#### Given text
========
‘Allen v. Farrow’ Lead Investigator Amy Herdy Hits Back at Woody Allen Defenders
The investigative journalist who did all the research and reporting for the HBO docuseries opens up about criticisms of bias, the Yale New Haven report, and much more.
The third episode of Allen v. Farrow, the four-part HBO docuseries from filmmakers Kirby Dick and Amy Ziering examining then 7-year-old Dylan Farrow’s child sexual abuse allegation against her adoptive father Woody Allen (and the media firestorm that ensued), contained a number of revelations. We heard more recordings of phone calls between Mia Farrow and Woody Allen, with Farrow desperately pleading with Allen to explain where he was that fateful day of August 4, 1992, when Dylan claims he took her up to the attic and molested her. (Allen denies it and claims Mia brainwashed Dylan.)
We learn that Allen weaponized the media against Mia (and by extension, Dylan), conducting cover interviews with TIME, Newsweek and People, and sitting down with 60 Minutes, while Mia remained largely invisible, she says, to keep the matter private in order to protect her children. Allen further hired private investigators to probe not only Mia and their kids, but also the Connecticut State Police detectives assigned to his case.
Then there is the Yale New Haven report, which asserted that there were “inconsistencies” in Dylan’s story, that she had “difficulties distinguishing fantasy from reality,” and that the abuse accusation was “likely reinforced and encouraged” by her mother Mia. Allen v. Farrow contends that there were a number of glaring issues with the Yale New Haven report, including that it went far beyond its purview in its recommendations, and that Dylan was both believable and consistent in the “core elements” of her allegation against Allen. Allen v. Farrow’s third episode also finds fault with the New York City Child Welfare Administration’s investigation into Allen, whose lead case worker Paul Williams (along with his supervisor) cried cover-up after it was dropped. The episode culminates in the child custody trial between Allen and Farrow, where all available evidence and witnesses (e.g. the Yale New Haven report, and its author Dr. John Leventhal) were introduced. Judge Wilk ultimately ruled in favor of Mia Farrow, concluding: “We will probably never know what occurred on August 4, 1992. The credible testimony of Ms. Farrow, Dr. Coates, Dr. Leventhal, and Mr. Allen does, however, prove that Mr. Allen’s behavior toward Dylan was grossly inappropriate and that measures must be taken to protect her.”
========
#### Directions
• 1. Reproduce the Allen v. Farrow article word for word, from "We learn that" up to and including "to his case.".
• 2. In the Allen v. Farrow article, why did Mia Farrow remain largely invisible in the media while Allen gave interviews?
None of the items are needed.

[Dataset entries]
========
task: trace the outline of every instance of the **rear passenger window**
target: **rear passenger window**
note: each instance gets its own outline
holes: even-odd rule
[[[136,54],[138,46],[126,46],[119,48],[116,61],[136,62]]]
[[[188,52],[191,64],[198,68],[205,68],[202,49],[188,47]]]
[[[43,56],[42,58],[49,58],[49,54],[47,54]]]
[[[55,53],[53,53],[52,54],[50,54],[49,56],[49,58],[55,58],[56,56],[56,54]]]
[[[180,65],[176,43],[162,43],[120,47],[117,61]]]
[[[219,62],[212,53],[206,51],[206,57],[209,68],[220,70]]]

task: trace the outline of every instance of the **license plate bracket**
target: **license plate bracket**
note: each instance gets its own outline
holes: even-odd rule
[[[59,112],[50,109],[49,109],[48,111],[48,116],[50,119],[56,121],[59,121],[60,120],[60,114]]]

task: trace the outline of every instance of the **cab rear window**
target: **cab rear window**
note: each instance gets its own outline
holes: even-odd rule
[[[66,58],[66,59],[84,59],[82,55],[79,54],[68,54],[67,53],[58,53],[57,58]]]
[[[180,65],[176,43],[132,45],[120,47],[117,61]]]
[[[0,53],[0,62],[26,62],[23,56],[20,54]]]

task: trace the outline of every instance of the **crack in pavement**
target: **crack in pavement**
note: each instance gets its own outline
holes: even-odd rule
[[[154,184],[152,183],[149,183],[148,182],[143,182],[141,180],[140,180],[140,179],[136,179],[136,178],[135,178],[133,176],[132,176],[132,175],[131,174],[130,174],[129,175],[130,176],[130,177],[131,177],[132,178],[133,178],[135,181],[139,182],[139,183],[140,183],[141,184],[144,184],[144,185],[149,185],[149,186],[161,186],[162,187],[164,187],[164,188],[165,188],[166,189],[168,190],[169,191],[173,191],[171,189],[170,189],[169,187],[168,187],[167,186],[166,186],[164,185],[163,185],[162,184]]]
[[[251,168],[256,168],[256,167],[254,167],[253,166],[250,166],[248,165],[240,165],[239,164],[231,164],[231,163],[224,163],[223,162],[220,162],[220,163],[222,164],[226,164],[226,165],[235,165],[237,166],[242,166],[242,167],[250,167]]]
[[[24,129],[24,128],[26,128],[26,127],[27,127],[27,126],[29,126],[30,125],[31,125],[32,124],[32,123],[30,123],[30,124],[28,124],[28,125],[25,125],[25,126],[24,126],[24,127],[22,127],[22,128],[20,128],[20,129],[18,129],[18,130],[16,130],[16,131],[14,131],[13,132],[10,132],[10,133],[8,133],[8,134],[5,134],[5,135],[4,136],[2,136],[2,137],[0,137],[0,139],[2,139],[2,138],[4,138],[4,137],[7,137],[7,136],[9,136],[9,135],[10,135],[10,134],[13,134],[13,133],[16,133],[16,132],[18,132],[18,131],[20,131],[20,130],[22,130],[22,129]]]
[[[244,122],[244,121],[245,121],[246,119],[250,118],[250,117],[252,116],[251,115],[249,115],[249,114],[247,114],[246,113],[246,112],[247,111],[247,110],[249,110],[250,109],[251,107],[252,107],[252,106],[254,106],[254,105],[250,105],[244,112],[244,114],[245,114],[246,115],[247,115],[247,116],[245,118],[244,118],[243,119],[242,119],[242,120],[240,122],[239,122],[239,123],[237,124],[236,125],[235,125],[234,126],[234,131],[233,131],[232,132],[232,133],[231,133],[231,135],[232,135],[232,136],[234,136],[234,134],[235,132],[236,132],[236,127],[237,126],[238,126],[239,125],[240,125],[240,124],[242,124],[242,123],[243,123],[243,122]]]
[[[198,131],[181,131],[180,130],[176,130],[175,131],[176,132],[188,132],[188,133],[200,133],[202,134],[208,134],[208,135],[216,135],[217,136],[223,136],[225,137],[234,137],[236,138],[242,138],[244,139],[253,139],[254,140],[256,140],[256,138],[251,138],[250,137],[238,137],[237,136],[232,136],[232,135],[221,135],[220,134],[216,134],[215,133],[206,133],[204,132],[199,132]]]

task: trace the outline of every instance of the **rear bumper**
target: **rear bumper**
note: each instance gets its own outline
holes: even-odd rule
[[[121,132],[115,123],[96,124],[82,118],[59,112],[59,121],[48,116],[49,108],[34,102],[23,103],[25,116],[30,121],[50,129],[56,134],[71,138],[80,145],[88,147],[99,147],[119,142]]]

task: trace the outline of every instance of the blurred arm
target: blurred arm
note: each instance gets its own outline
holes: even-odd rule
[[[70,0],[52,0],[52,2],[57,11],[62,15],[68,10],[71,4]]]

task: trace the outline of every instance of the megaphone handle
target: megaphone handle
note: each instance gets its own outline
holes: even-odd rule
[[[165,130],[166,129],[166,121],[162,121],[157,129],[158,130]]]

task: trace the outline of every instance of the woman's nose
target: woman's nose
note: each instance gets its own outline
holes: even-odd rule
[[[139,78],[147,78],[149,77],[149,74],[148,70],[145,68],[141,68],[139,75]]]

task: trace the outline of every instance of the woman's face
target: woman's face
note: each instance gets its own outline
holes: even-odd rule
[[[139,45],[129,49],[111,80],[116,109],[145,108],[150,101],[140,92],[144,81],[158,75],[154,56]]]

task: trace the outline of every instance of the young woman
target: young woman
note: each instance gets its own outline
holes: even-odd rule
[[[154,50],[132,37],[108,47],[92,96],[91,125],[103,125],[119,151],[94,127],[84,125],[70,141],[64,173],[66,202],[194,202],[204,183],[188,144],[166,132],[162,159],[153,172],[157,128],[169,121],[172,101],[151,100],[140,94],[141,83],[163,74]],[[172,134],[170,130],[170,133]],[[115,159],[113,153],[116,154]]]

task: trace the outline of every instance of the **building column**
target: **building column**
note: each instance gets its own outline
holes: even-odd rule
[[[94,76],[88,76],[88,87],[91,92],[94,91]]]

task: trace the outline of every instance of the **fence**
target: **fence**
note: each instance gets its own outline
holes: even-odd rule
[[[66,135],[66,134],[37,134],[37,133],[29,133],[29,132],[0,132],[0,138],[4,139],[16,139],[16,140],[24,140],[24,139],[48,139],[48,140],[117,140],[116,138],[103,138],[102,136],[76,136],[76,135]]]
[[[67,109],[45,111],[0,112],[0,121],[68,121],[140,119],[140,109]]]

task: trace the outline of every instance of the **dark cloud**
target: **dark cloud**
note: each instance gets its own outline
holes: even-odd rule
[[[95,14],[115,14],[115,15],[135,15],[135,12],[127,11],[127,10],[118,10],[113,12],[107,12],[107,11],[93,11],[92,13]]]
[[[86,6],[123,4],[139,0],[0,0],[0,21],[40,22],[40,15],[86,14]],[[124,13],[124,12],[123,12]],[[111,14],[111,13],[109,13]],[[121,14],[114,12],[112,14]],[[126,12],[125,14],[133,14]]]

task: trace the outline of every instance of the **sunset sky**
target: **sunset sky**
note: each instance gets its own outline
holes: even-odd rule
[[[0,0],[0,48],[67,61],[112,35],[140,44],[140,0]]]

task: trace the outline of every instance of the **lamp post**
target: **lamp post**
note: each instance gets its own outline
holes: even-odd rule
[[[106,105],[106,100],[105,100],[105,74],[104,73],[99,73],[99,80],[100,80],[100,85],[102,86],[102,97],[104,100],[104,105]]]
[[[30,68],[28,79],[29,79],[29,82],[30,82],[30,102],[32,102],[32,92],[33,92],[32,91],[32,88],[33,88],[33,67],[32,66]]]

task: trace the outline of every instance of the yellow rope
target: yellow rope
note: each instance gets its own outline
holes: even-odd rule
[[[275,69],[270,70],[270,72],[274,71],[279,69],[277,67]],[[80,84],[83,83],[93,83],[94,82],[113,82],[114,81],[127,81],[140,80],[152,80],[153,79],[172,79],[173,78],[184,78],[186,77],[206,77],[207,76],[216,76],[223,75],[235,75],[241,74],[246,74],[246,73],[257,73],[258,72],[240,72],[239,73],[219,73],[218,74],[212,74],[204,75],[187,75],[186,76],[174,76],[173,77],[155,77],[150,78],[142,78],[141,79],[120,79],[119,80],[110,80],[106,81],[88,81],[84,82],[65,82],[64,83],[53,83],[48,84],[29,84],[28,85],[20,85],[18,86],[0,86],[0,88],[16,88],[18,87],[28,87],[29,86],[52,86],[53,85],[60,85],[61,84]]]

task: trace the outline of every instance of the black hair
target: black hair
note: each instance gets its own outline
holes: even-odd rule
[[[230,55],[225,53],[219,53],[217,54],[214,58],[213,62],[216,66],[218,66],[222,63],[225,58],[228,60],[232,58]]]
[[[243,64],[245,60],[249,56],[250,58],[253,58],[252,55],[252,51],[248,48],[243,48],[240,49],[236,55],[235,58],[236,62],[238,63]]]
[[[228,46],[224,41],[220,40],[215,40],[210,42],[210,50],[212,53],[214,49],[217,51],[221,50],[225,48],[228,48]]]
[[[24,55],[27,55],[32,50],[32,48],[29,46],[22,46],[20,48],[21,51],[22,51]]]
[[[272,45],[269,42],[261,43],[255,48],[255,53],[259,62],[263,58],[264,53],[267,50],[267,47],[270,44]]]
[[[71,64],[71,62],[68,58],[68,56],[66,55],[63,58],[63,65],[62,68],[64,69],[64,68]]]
========
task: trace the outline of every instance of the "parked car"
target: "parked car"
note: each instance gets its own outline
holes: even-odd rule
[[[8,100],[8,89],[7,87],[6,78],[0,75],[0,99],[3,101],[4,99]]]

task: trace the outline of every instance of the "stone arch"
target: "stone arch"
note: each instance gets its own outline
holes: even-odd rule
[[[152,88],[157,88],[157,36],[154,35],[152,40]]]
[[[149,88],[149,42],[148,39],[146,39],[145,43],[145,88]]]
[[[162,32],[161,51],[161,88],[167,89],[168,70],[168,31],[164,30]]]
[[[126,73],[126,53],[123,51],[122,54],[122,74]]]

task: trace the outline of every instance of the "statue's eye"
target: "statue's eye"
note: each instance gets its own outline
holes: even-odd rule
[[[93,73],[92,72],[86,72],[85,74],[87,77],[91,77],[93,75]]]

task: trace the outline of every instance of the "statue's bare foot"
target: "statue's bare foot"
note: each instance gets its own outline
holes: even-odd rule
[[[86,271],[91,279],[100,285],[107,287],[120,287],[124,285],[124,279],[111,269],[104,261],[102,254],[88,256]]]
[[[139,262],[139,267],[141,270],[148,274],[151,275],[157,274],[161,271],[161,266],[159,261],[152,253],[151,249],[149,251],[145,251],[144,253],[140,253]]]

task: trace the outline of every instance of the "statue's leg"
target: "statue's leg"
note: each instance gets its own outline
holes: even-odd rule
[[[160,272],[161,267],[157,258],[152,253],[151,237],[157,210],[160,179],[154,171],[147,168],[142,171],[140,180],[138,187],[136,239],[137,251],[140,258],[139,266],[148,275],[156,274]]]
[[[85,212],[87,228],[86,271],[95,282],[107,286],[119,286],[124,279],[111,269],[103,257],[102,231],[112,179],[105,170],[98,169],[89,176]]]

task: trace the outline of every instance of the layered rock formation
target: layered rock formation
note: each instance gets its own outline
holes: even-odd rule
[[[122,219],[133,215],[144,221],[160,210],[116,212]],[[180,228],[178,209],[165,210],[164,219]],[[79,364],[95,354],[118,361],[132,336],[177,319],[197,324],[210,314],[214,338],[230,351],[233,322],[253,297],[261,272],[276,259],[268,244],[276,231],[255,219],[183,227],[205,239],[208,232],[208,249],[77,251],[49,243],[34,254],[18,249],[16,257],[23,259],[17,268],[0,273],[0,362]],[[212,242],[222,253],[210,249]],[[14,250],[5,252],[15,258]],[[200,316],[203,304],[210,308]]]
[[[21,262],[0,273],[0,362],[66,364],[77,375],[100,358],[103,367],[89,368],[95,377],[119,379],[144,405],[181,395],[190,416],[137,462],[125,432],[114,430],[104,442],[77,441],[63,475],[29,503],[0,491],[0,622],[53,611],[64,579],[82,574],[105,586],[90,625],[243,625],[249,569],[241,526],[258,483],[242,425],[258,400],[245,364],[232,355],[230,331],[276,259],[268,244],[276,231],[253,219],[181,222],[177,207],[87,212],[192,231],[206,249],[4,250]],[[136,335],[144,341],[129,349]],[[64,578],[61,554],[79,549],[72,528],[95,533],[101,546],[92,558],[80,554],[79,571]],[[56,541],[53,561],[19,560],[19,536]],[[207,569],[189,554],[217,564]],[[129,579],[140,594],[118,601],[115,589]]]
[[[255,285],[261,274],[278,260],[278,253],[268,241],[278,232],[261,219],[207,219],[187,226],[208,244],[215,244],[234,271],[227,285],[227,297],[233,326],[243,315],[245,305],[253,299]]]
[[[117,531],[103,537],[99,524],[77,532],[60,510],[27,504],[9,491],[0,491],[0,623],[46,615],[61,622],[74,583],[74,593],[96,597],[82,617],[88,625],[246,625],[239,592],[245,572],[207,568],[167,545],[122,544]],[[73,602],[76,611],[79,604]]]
========
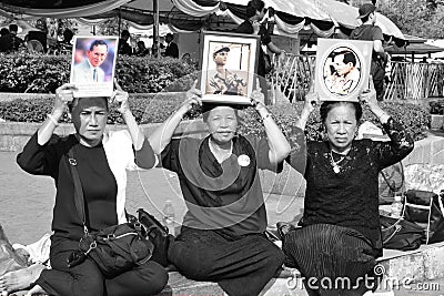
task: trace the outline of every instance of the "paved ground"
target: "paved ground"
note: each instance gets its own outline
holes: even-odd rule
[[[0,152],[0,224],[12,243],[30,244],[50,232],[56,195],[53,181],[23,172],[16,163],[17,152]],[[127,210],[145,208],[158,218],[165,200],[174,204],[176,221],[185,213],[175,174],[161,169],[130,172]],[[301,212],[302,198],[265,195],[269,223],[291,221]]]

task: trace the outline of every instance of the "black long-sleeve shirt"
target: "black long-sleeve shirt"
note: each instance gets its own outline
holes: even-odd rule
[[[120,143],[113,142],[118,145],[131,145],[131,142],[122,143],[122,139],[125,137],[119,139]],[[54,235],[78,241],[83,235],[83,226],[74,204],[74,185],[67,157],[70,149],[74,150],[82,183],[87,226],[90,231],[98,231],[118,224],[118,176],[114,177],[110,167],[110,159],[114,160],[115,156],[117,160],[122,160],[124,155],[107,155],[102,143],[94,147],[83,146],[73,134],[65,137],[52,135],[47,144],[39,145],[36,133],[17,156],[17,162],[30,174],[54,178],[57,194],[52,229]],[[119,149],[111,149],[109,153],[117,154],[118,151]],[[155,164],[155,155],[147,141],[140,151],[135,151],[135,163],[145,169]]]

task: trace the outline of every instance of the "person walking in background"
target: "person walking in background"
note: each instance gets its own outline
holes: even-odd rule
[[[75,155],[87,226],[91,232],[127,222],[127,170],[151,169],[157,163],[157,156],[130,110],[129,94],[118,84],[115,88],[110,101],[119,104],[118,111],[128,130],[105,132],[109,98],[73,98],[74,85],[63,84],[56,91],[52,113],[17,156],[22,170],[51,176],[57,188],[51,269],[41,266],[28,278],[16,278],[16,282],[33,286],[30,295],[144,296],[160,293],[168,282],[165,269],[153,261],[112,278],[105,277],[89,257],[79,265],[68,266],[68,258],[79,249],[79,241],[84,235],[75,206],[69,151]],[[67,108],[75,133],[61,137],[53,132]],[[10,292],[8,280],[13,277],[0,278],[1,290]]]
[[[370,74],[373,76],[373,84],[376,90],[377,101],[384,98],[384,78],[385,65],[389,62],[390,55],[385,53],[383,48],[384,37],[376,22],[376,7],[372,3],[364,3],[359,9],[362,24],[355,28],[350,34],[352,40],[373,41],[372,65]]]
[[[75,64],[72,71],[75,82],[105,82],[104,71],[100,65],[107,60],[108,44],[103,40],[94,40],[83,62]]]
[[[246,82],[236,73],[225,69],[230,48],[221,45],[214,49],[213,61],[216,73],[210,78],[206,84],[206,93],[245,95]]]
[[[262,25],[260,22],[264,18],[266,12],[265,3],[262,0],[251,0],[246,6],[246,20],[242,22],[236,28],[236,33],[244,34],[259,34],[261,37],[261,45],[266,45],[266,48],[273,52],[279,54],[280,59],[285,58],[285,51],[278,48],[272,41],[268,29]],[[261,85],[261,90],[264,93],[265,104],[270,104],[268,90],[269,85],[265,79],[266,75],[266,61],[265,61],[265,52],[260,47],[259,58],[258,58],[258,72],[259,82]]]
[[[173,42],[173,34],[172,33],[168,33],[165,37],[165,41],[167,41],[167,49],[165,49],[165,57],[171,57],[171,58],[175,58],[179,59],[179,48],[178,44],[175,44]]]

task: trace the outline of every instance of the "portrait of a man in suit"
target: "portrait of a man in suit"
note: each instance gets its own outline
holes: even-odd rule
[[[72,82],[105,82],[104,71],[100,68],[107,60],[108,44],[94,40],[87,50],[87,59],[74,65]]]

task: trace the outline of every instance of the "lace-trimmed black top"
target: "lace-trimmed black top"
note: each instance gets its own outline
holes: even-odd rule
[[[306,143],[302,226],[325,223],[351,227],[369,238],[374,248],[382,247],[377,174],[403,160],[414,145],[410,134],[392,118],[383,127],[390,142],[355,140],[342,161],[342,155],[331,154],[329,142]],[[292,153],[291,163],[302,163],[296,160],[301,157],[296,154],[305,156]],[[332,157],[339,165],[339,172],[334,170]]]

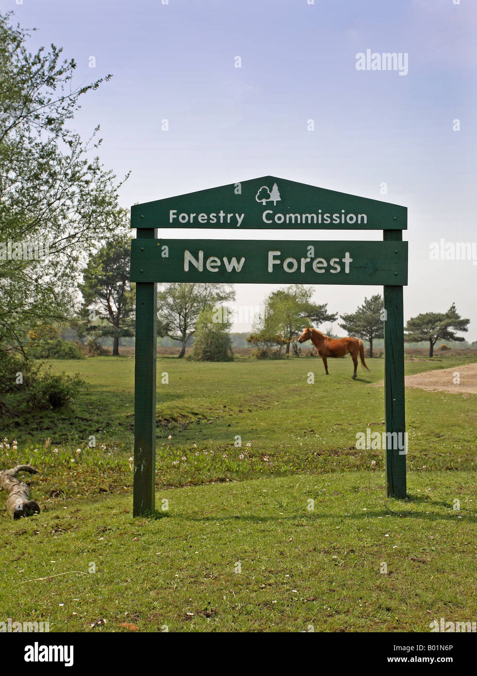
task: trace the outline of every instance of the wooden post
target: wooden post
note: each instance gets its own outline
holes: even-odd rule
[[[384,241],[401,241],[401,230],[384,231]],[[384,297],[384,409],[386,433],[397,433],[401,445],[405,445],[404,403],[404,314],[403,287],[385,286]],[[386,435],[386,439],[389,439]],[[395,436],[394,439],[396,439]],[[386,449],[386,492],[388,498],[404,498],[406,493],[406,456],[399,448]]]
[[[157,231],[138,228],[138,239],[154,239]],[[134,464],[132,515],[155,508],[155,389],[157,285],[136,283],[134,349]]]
========
#### Solved problems
• 1.
We learn that Allen weaponized the media against Mia (and by extension, Dylan), conducting cover interviews with TIME, Newsweek and People, and sitting down with 60 Minutes, while Mia remained largely invisible, she says, to keep the matter private in order to protect her children. Allen further hired private investigators to probe not only Mia and their kids, but also the Connecticut State Police detectives assigned to his case.

• 2. She says she stayed largely out of view to keep the matter private. She did this to protect her children.